課題:
次の資料のすべての行を、画像は除いて一字一句変えずに抜き出しなさい。

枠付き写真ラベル
• • • •

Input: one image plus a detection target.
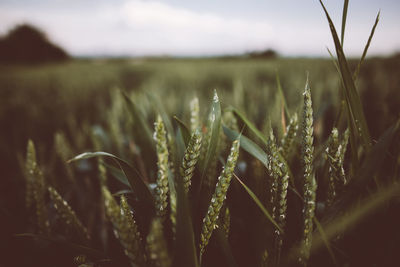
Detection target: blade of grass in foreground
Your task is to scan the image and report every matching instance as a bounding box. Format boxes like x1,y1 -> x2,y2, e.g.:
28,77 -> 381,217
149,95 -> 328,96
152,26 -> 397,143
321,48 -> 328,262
223,126 -> 297,187
196,90 -> 221,196
230,107 -> 268,145
222,126 -> 268,168
174,116 -> 190,146
340,0 -> 349,47
14,233 -> 103,259
353,11 -> 381,81
320,0 -> 371,153
68,152 -> 155,215
276,72 -> 290,119
174,166 -> 199,267
233,174 -> 283,233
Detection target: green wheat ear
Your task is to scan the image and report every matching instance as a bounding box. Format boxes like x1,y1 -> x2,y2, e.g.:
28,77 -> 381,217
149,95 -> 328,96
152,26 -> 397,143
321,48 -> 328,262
279,113 -> 299,160
180,130 -> 202,193
268,129 -> 289,266
48,186 -> 90,241
154,115 -> 169,219
25,140 -> 50,234
101,185 -> 144,266
54,132 -> 75,182
221,204 -> 231,238
299,78 -> 317,266
325,128 -> 340,206
189,97 -> 201,133
325,128 -> 349,206
146,218 -> 171,267
200,140 -> 240,258
120,195 -> 146,264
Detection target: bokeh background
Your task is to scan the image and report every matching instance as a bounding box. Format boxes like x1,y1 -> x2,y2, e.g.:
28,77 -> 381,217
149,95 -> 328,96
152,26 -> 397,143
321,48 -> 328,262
0,0 -> 400,266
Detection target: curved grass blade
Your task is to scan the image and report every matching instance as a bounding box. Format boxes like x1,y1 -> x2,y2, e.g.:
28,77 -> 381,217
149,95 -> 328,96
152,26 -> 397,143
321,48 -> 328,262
353,11 -> 381,81
340,0 -> 349,47
313,217 -> 337,266
173,168 -> 199,267
68,151 -> 155,215
146,92 -> 174,136
14,233 -> 104,259
222,126 -> 268,168
276,72 -> 290,119
323,120 -> 400,223
230,107 -> 268,145
320,0 -> 371,153
233,174 -> 283,233
214,228 -> 238,267
196,90 -> 221,196
222,126 -> 297,185
103,162 -> 130,186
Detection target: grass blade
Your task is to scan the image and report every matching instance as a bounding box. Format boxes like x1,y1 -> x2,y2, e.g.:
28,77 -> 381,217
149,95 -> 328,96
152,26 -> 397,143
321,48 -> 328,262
222,126 -> 268,168
233,174 -> 283,233
276,72 -> 290,119
103,162 -> 130,186
230,107 -> 268,145
320,0 -> 371,153
174,116 -> 190,146
197,90 -> 221,195
14,233 -> 103,259
68,152 -> 155,219
340,0 -> 349,47
353,11 -> 381,81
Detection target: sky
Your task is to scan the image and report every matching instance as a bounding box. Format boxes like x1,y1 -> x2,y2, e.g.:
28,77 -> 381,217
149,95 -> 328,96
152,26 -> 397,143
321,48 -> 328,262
0,0 -> 400,56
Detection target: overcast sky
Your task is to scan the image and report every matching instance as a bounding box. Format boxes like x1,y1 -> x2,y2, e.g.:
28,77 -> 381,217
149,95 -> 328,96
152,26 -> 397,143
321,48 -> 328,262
0,0 -> 400,56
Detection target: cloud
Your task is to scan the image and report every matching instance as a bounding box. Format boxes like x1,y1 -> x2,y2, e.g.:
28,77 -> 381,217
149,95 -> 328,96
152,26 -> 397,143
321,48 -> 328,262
0,0 -> 400,55
0,0 -> 273,55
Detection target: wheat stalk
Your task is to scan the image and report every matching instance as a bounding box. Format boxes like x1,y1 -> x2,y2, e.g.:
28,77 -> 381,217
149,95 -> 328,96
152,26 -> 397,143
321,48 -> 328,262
189,97 -> 201,132
299,78 -> 317,265
180,130 -> 202,193
101,185 -> 144,265
279,113 -> 299,160
26,140 -> 50,234
268,129 -> 289,266
147,218 -> 171,267
200,140 -> 240,258
154,115 -> 169,219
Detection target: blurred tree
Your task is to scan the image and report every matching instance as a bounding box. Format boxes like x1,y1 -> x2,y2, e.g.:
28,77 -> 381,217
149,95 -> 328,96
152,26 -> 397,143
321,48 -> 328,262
248,49 -> 278,59
0,24 -> 69,63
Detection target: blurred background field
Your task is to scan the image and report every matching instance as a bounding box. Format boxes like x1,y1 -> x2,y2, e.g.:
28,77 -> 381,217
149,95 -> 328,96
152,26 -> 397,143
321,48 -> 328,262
0,1 -> 400,267
0,56 -> 400,176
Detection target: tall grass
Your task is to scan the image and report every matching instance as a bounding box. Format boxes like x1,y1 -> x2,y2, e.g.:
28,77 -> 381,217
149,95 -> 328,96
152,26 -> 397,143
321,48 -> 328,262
3,1 -> 400,267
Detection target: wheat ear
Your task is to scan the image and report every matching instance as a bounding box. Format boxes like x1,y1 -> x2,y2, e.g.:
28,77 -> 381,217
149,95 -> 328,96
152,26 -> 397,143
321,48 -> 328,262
299,78 -> 317,265
120,195 -> 146,263
154,115 -> 169,219
48,186 -> 90,241
101,185 -> 143,265
325,128 -> 340,206
200,140 -> 240,258
269,130 -> 289,266
146,218 -> 171,267
180,130 -> 202,193
279,113 -> 299,160
189,97 -> 201,133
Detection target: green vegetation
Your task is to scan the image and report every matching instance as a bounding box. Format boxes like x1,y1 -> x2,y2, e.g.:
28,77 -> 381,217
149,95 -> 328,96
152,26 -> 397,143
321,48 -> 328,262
0,1 -> 400,267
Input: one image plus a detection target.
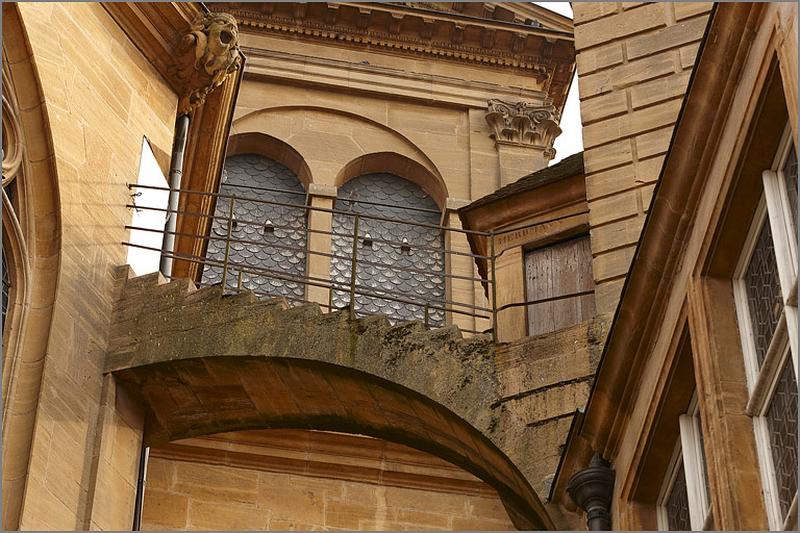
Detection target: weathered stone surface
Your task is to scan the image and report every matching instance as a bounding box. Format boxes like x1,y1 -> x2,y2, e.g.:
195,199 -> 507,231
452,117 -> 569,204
105,275 -> 560,528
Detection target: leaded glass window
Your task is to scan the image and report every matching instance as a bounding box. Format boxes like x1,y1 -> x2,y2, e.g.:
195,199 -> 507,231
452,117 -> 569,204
766,361 -> 797,516
734,126 -> 798,530
203,154 -> 307,304
331,174 -> 445,326
664,464 -> 692,531
744,221 -> 783,366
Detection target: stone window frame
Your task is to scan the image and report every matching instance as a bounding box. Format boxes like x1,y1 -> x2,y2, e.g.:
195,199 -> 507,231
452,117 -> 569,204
656,392 -> 714,531
733,124 -> 798,530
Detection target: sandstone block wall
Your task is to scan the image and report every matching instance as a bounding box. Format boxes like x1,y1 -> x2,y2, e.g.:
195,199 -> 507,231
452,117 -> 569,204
11,3 -> 177,530
573,2 -> 712,313
143,430 -> 514,531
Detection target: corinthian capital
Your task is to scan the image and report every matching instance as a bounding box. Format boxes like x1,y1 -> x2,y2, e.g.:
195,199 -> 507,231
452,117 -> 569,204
174,13 -> 241,113
486,99 -> 561,152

• • • •

解答:
Input: one image plus a detection target.
Detection target: blade of grass in foreground
Your task is to scan the image and report every matching instance as a bounding box. Format boxes like x1,y1 -> x2,y2, e.g.:
28,77 -> 381,217
149,95 -> 328,96
152,26 -> 397,143
321,48 -> 328,262
223,126 -> 297,187
196,90 -> 221,196
230,107 -> 268,145
222,126 -> 268,168
174,116 -> 190,146
340,0 -> 349,47
14,233 -> 103,259
353,11 -> 381,81
320,0 -> 371,153
68,152 -> 155,215
276,72 -> 290,119
174,166 -> 199,267
233,174 -> 283,233
Detection target: green wheat ear
Your task is to scan the image and report every matching instance as a bounding box. Format boxes like x1,y1 -> x2,y2, e.g.:
28,77 -> 381,217
149,95 -> 328,96
152,26 -> 397,143
321,48 -> 328,262
279,113 -> 299,160
180,130 -> 202,193
268,129 -> 289,266
48,186 -> 90,241
154,115 -> 169,219
25,140 -> 50,234
101,185 -> 144,266
54,132 -> 75,182
221,204 -> 231,238
299,78 -> 317,266
325,128 -> 340,206
189,97 -> 201,133
325,128 -> 349,206
146,218 -> 171,267
200,140 -> 240,258
120,195 -> 146,264
Detection target: bokeh background
Your task is to scan the image and report every matching instance as a bounding box. Format boxes like x1,y1 -> x2,y2, e.g.:
28,77 -> 381,217
149,95 -> 328,96
152,26 -> 397,143
321,48 -> 328,262
0,0 -> 400,266
Detection target: curved grass blade
Your task is to scan the image and report every matching instance as a bounding box. Format boxes like x1,y1 -> x2,y2, e.g.:
28,77 -> 381,217
149,95 -> 328,96
152,26 -> 397,143
321,48 -> 328,262
353,11 -> 381,81
340,0 -> 349,47
313,217 -> 337,266
173,168 -> 199,267
68,151 -> 155,215
146,92 -> 174,136
14,233 -> 104,259
222,126 -> 268,168
276,72 -> 290,119
323,120 -> 400,223
230,107 -> 268,145
320,0 -> 371,153
233,174 -> 283,233
214,228 -> 238,267
196,90 -> 221,196
222,126 -> 297,185
103,162 -> 130,186
Detection target: grass blade
Your task is to scan the image and report every matching instance as a bounding box. Format boxes like x1,y1 -> x2,y2, e.g.:
28,77 -> 381,217
149,95 -> 328,96
152,26 -> 397,143
321,48 -> 328,262
222,126 -> 268,168
233,174 -> 283,233
276,72 -> 290,119
103,162 -> 130,186
230,107 -> 268,145
320,0 -> 371,153
174,116 -> 190,146
197,90 -> 221,195
14,233 -> 103,259
68,152 -> 155,219
340,0 -> 349,47
353,11 -> 381,81
Detection target: sky
Your task is to scan the image and report every matching instance as a bounding box. Format boxes like x1,y1 -> x2,y2, e.g.:
28,77 -> 381,217
149,95 -> 328,96
152,26 -> 397,143
321,48 -> 328,262
0,0 -> 400,56
Detection target: overcast sky
Your task is to scan the image and report every matching instance as a bounding box. Format boxes like x1,y1 -> x2,y2, e.g.:
28,77 -> 381,217
149,95 -> 328,96
152,26 -> 397,143
321,48 -> 328,262
0,0 -> 400,56
Detection target: cloud
Your task is to scan the image and report every matching instance as a bounding box. Format boxes like x1,y1 -> x2,y2, e.g.:
28,77 -> 381,217
149,95 -> 328,96
152,26 -> 397,143
321,48 -> 328,262
0,0 -> 400,55
0,0 -> 273,55
Detection target: wheat stalk
Your task is to scan the image and report every matching instance as a bounding box. Format boxes like x1,y1 -> x2,y2, e.g.:
28,77 -> 381,217
149,95 -> 328,96
152,26 -> 397,143
321,48 -> 328,262
189,97 -> 201,132
299,78 -> 317,265
180,130 -> 202,193
101,185 -> 144,265
279,113 -> 299,160
26,140 -> 50,234
268,129 -> 289,266
147,218 -> 171,267
200,140 -> 240,258
154,115 -> 169,219
Detection target: blurred tree
Your task is to scan the image and report every matching instance as a bounding box. Format boxes like x1,y1 -> x2,y2, e.g.:
28,77 -> 381,217
149,95 -> 328,96
152,26 -> 397,143
321,48 -> 328,262
248,49 -> 278,59
0,24 -> 69,63
Detection target: blurred background field
Your task is to scan the image and report every matching instance as a bounding box. Format boxes like x1,y1 -> x2,y2, e.g.:
28,77 -> 381,217
149,95 -> 328,96
152,26 -> 397,143
321,48 -> 328,262
0,1 -> 400,267
0,56 -> 400,176
Detection target: tall grass
Your task is to scan the image and report every matching instance as a bounding box. Format boxes like x1,y1 -> x2,y2, e.g.:
28,77 -> 381,217
149,95 -> 328,96
152,26 -> 397,143
321,48 -> 328,262
3,1 -> 400,267
Detection target: wheat ear
Your task is to scan the image and report every matching instance as a bounding box. Format boxes like x1,y1 -> x2,y2, e.g.:
28,77 -> 381,217
149,95 -> 328,96
152,26 -> 397,143
321,48 -> 328,262
299,78 -> 317,265
120,195 -> 146,263
154,115 -> 169,219
48,186 -> 90,241
101,185 -> 143,265
325,128 -> 340,206
200,140 -> 240,258
269,130 -> 289,266
146,218 -> 171,267
180,130 -> 202,193
279,113 -> 299,160
189,97 -> 201,133
Detection target: green vegetation
Your task is to scan the image and report every matching instance as a bounding box. Format boxes like x1,y1 -> x2,y2, e.g.:
28,77 -> 381,217
149,95 -> 328,96
152,26 -> 397,143
321,48 -> 328,262
0,1 -> 400,267
Input: one image plus a detection target.
Detection target: weathered stone surface
Your task is to scan the image and report every matching instance as a bounding box. Format boxes like x1,y1 -> x2,y2, e.g.:
195,199 -> 507,231
452,117 -> 569,204
105,275 -> 560,528
Detection target: leaded glass window
Your task is to scan the image and report every matching instance as a bounding box. Format boxes like x1,y1 -> x2,y2, e.g.:
195,199 -> 507,231
452,117 -> 569,204
766,361 -> 797,516
734,126 -> 798,530
203,154 -> 307,304
331,174 -> 445,326
664,464 -> 692,531
744,221 -> 783,366
Detection target: stone window frame
Your task is to scan the image and report every matching instance as a bounding box. Format boxes like x1,y1 -> x2,y2, e.g.:
195,199 -> 507,231
452,117 -> 569,204
656,392 -> 714,531
733,124 -> 798,530
Detection target: sandstone block wall
Your task is to scan the image and report every matching instance as a bounding box. Format boxes like x1,y1 -> x2,y2, e.g.:
195,199 -> 507,231
452,117 -> 569,204
11,3 -> 177,530
573,2 -> 712,313
143,430 -> 514,531
Detection target: corinthian capital
Your task is to scan the image and report every matching instance as a bounding box. Format boxes like x1,y1 -> x2,y2, e.g.:
195,199 -> 507,231
452,117 -> 569,204
174,13 -> 241,113
486,99 -> 561,152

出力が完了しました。